▶ _Task_
A word-for-word copy of the entries is the goal; leave out the pictures.

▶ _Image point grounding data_

BEGIN

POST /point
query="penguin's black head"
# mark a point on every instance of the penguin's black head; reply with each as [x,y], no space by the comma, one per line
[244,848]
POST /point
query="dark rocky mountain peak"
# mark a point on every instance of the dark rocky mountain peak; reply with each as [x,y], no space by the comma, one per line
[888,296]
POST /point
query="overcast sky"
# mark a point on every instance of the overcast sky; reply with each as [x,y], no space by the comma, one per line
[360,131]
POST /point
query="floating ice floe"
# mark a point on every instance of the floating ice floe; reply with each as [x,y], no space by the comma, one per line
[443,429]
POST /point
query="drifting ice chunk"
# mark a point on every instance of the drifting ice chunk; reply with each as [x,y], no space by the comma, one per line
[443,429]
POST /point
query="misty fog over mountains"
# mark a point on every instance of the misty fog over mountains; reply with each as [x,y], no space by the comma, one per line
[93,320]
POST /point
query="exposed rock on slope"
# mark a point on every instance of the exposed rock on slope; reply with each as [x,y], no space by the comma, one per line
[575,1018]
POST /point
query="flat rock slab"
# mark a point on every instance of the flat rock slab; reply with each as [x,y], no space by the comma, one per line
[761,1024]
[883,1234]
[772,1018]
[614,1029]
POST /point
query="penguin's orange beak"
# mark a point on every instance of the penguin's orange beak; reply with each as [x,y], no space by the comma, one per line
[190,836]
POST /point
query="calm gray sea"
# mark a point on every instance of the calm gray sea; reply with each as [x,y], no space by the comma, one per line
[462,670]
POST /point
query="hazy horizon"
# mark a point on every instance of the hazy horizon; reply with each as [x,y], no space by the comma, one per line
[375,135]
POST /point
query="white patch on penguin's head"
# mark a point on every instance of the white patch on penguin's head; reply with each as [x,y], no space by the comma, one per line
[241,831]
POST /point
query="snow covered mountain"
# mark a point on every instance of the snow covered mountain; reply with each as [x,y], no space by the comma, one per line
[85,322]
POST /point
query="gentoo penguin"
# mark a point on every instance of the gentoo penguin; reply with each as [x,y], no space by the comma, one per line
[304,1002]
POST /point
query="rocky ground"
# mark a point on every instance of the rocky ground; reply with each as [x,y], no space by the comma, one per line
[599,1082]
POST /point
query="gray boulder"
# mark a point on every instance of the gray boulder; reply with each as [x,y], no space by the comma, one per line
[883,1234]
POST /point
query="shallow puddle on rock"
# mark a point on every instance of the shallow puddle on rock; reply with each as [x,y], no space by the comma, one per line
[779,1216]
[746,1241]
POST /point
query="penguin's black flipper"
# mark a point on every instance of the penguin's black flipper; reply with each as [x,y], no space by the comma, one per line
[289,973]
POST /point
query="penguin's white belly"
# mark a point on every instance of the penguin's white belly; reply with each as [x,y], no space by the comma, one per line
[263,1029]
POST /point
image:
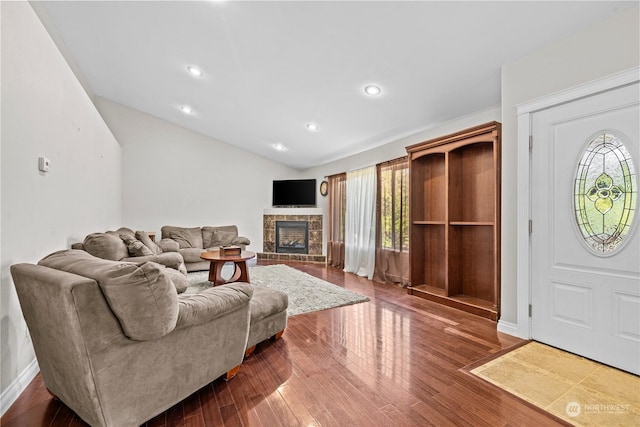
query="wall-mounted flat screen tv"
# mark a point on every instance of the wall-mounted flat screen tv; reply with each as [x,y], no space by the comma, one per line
[294,192]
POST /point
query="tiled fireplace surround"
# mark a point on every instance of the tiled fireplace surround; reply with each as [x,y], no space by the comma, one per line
[269,237]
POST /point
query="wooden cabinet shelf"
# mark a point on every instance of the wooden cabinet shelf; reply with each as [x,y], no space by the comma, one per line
[455,220]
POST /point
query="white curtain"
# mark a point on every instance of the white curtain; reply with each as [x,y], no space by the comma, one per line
[360,222]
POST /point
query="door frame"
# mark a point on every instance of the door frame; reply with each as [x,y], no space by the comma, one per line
[524,114]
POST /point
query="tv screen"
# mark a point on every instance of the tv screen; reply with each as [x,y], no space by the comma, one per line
[294,192]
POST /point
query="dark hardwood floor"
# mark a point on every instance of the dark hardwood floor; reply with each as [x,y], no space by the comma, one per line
[397,360]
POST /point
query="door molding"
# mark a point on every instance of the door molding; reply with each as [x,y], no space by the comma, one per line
[524,113]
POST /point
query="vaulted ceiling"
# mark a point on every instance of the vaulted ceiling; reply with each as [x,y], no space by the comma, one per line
[271,68]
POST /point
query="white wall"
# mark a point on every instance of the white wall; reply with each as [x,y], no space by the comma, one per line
[174,176]
[606,48]
[45,112]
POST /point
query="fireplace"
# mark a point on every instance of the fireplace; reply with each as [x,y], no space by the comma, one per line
[292,237]
[313,220]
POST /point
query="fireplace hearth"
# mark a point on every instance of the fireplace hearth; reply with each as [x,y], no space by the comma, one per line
[288,247]
[292,237]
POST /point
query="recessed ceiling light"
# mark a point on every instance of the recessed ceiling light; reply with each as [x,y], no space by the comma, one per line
[372,90]
[195,71]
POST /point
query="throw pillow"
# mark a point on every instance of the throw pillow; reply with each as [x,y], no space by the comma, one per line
[216,238]
[226,238]
[135,246]
[142,297]
[187,238]
[146,240]
[107,245]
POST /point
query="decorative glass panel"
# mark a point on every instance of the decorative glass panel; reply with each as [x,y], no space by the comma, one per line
[605,194]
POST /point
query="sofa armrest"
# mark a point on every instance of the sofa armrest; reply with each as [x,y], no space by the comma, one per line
[169,259]
[195,309]
[169,245]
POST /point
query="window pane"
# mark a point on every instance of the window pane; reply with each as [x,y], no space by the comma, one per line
[605,193]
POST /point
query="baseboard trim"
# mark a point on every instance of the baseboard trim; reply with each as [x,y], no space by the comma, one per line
[15,389]
[509,329]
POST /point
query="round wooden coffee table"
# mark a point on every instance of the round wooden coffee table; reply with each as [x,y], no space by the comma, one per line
[240,272]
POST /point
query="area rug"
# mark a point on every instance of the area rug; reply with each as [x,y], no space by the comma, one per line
[577,390]
[306,293]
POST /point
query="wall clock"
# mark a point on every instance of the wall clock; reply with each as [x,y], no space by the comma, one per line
[324,188]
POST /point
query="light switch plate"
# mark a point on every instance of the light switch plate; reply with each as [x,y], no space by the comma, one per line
[43,164]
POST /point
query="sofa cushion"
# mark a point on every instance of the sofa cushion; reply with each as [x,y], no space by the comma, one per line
[135,246]
[212,303]
[146,240]
[179,279]
[187,237]
[142,297]
[107,245]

END

▶ _Answer space_
POST /point
query="penguin's black head"
# mark a point on every instance of the penguin's black head; reply with each as [x,y], no space by the comma, one per line
[244,848]
POST /point
query="dark rocky mountain peak"
# mark a point on every instance of the dark rocky mountain peak; reply with each as [x,y], no space by the comma, one per line
[888,296]
POST /point
query="overcast sky"
# mark a point on every instance of the overcast sky; reply with each as [x,y], no space by the comma, one per line
[360,131]
POST /point
query="floating ice floe"
# mark a point on every instance of the floating ice floe; reply with each as [x,y], no space by the comma, one per line
[443,429]
POST /point
query="drifting ice chunk"
# mark a point on every instance of the drifting ice chunk; reply with each as [x,y], no space by the comma, one per line
[443,429]
POST /point
query="misty fog over mountains"
# mark a point on every instance of the misty fog over mountains; reply with each as [x,y], no space by the comma, one per line
[93,320]
POST /point
query="exposed rock on slope"
# mark a point on every instance of the exposed rock on slope; reply with each as [x,y], no space by the comma, one per line
[575,1018]
POST /point
query="flat rock slab"
# mark a point on every instance of the flat rock slab; reply with each as [x,y], no space by the comma, one per line
[761,1024]
[883,1234]
[772,1018]
[614,1029]
POST /point
query="penguin's orange beak"
# mark a point on every instance of the penguin's orange beak; reply with each as [x,y], no space by the comma, one per line
[190,836]
POST /point
query="calm gray sea"
# mark a point on every instance of the calm gray sea; reply with each as [x,y], no space by the comma, one per line
[462,670]
POST /point
query="hazy horizon"
# mark a point on every instance of the hazy horizon; reply with each as [x,y], no space by the comma, one per line
[375,135]
POST /point
query="white patch on penguin's head"
# mark a point on every instance of the white patch on penguin's head; reply with each as [x,y], no space by the comma, one per line
[241,831]
POST /point
query="snow covered mountain"
# mark a point on every instance of the snow covered mountain; reply with each as [x,y], no space by the comma, one per line
[85,322]
POST /point
query="gentoo penguin"
# mark a point on every instance of the gentoo penguin; reply with each as [x,y], no space by the comma, one per line
[304,1002]
POST /point
query="rocky ground"
# mark a point on every instance of the rocky ground; reply with each as [x,y], no space by the comma, one per line
[599,1082]
POST /point
query="gray boulder"
# mark a point on every instance of the gray boulder; reply with each as [x,y], no space by the comma, one per line
[883,1234]
POST /point
query="shallow puddle on rock"
# mark a point on every instance of the shallow puddle on rock; reply with each as [x,y], no space by the comma, one per line
[779,1216]
[746,1241]
POST /point
query="penguin's black flipper"
# mark a point on every instance of the penguin's black flipper; reply with each as [x,y], no space by the comma, one per line
[289,973]
POST /point
query="penguin's white belly"
# mark a point on every instance of the penguin's white belly; reply with each as [x,y], no space by the comma, one per line
[263,1029]
POST /point
image:
query="wall-mounted flat screen tv"
# mark a point on every instance of the wall-mounted flat screen tv; reply with each as [x,y], no space by the comma, one per line
[294,192]
POST /point
query="tiled fireplace surround"
# mark a point on every instance of the tiled fireplace surround; reply with each as [x,y], no space by the comma, one per line
[269,237]
POST /point
query="wooden cabinet shelf"
# mark a point on every instance of the wooden cabinet shelf; reply with each as [x,y], no space by the comma, one per line
[455,220]
POST /point
query="white curtain"
# mark a point on every instance of the white curtain; reply with each as [x,y], no space by the comma, one per line
[360,222]
POST /point
query="door frame"
# mark a point on every instance of the door frame; reply with each as [x,y], no space by the comma, one per line
[524,114]
POST /point
query="tv screen"
# mark a point on every instance of the tv screen; reply with each as [x,y], no space by the comma, one per line
[294,192]
POST /point
query="dark hardwood floor"
# mark a point on every instance of the dark hardwood floor; reply with each as [x,y], no space by the comma, one per line
[397,360]
POST /point
query="door molding"
# mark a point on every instance of the door molding; reply with each as [x,y], no space by the comma, one per line
[524,113]
POST /point
query="vaulted ceiling"
# mark a point on every instance of the vaulted ceiling; reply with each as [x,y], no space by the comma, one per line
[271,68]
POST /point
query="white wall"
# mark a point on every instance of the white wall; reply with each as [x,y], no space by the comma, one per line
[174,176]
[606,48]
[45,112]
POST /point
query="fireplace"
# mark a point on every instance of the fireplace; reply with each as [x,y], no space by the comma, one per line
[292,237]
[313,220]
POST /point
query="fireplace hearth"
# mark a point on every instance of the fireplace hearth; reply with each as [x,y], no space by the comma, one per line
[288,247]
[292,237]
POST /point
query="recessed ceiling light"
# mark a point on every instance of the recessed ceiling light; reply with each as [x,y], no space by the comma, one per line
[372,90]
[195,71]
POST /point
query="throw pillow"
# mark a point on every instance of the throw pillow; reply with each as [x,y], no space by the comma, one per line
[216,238]
[226,238]
[135,246]
[142,297]
[187,238]
[146,240]
[107,245]
POST /point
query="decorative glass panel"
# mark a point on every instance of the decorative glass panel; reply with each as [x,y], no space by the comma, one per line
[605,194]
POST /point
query="sofa armrest"
# mark a point on every instance of the sofa armrest; reply with each as [x,y], no space by the comma, one per line
[169,259]
[195,309]
[169,245]
POST /point
query="window pane"
# mark a point on every instance of the window pane; reply with each as [x,y], no space by the comma, one per line
[605,193]
POST /point
query="baseboard trim"
# mark a point on every instance of the baseboard trim; reply with each as [x,y], no space by the comma, one per line
[15,389]
[509,329]
POST /point
query="round wooden coffee table"
# mark a point on every instance of the round wooden coffee table; reply with each as [x,y], no space by the comma, one per line
[240,272]
POST /point
query="area rug"
# mark a point on every instance of the area rug; reply with each as [x,y], no space by the comma, one per line
[577,390]
[306,293]
POST /point
query="wall clock"
# mark a point on every instance of the wall clock; reply with each as [x,y], no space by the comma, one per line
[324,188]
POST /point
query="light switch plate"
# mark a point on every instance of the light switch plate; reply with each as [x,y], no space by the comma, one per line
[43,164]
POST /point
query="sofa cushion"
# mark a point on every instance of the sofa cushion; reply with each as [x,y], no space by the comma, one per line
[135,246]
[212,303]
[146,240]
[179,279]
[187,237]
[142,297]
[107,245]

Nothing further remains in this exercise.